## DIRECTION
Convert the stretch from the start of the listing through the line containing "813;50;1118;619" into a Markdown table with the columns Row and Line, one numbered row per line, leaving out blank lines. Omit the pictures from the table.

---- EXTRACTED ENTRIES

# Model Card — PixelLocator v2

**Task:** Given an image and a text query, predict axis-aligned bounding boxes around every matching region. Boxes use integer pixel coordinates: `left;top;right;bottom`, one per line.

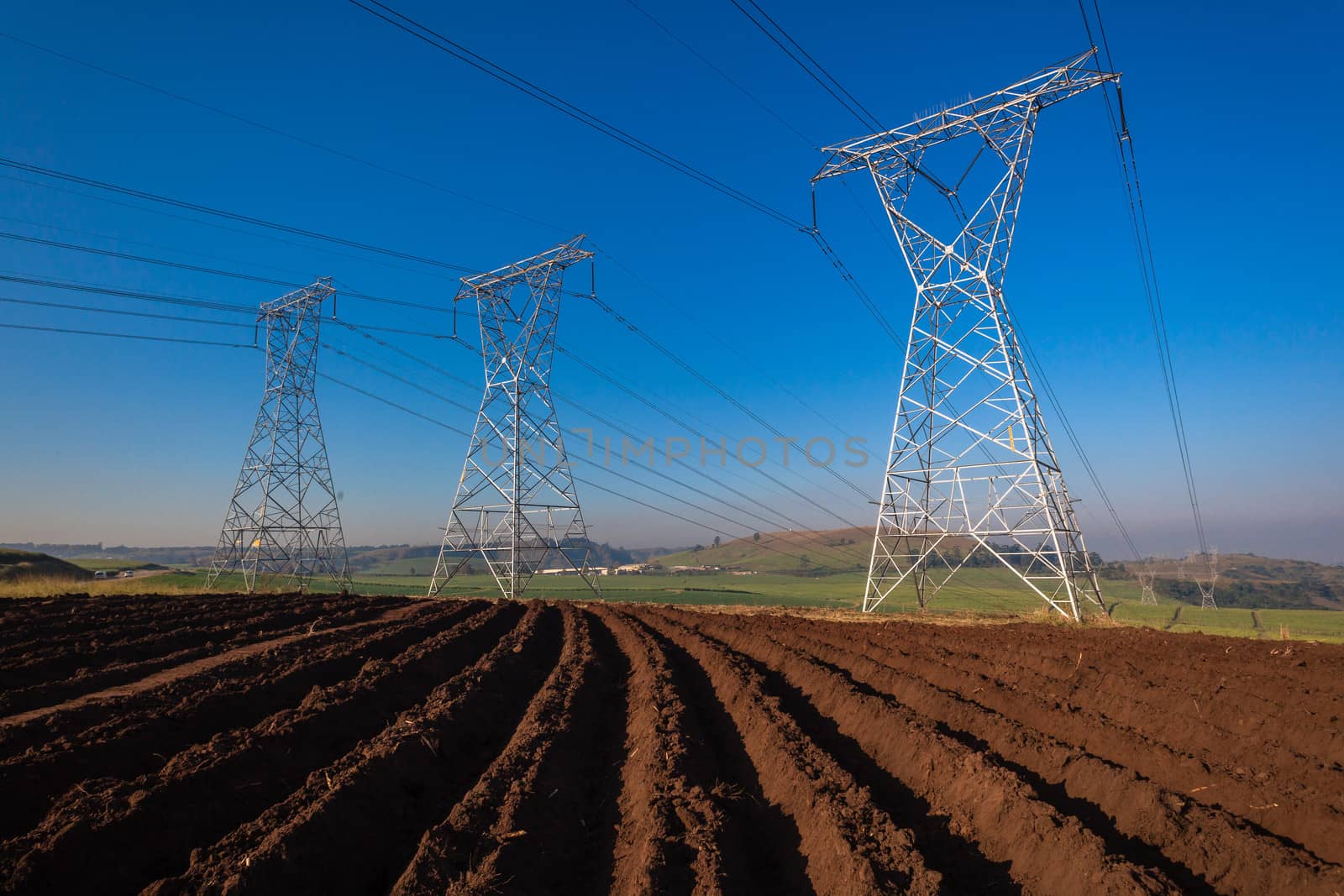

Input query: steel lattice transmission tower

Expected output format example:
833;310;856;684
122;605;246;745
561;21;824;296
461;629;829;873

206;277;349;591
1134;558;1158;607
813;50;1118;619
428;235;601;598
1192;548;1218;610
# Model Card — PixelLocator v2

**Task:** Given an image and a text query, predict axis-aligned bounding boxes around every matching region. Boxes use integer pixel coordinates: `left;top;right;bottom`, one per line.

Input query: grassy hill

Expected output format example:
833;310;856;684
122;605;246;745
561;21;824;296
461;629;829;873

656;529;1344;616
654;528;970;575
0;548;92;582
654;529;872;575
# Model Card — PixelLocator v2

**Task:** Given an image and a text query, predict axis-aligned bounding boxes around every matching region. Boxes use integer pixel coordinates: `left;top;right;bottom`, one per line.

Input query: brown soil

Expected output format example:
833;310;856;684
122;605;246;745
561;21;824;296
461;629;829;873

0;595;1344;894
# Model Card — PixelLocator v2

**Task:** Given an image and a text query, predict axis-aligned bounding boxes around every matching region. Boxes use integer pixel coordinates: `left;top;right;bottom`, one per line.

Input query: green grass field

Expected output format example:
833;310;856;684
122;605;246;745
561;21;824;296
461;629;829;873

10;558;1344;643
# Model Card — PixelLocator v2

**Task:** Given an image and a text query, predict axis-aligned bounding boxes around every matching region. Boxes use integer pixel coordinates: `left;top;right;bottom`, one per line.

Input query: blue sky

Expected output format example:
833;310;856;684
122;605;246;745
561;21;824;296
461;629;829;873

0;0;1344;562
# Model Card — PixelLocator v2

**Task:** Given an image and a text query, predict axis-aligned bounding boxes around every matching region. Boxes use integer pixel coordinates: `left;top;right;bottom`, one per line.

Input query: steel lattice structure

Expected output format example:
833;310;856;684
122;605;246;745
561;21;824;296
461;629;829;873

--------

## SOLUTION FOR THIS TASK
| Row | Line |
|---|---|
| 1 | # Model Card — PixelLocator v2 |
| 2 | **Task:** Given an image and a text query, predict axis-aligned bounding boxes around every matching region. Boxes use integer pixel coordinates: `left;top;right;bottom`, one per line. |
| 3 | Input query: steel lattice transmission tower |
| 4 | Expected output format example: |
| 5 | 833;310;856;684 |
| 6 | 122;605;246;745 |
| 7 | 561;21;824;296 |
| 8 | 461;629;829;873 |
| 9 | 206;277;349;591 |
| 10 | 1134;558;1158;607 |
| 11 | 813;50;1118;619 |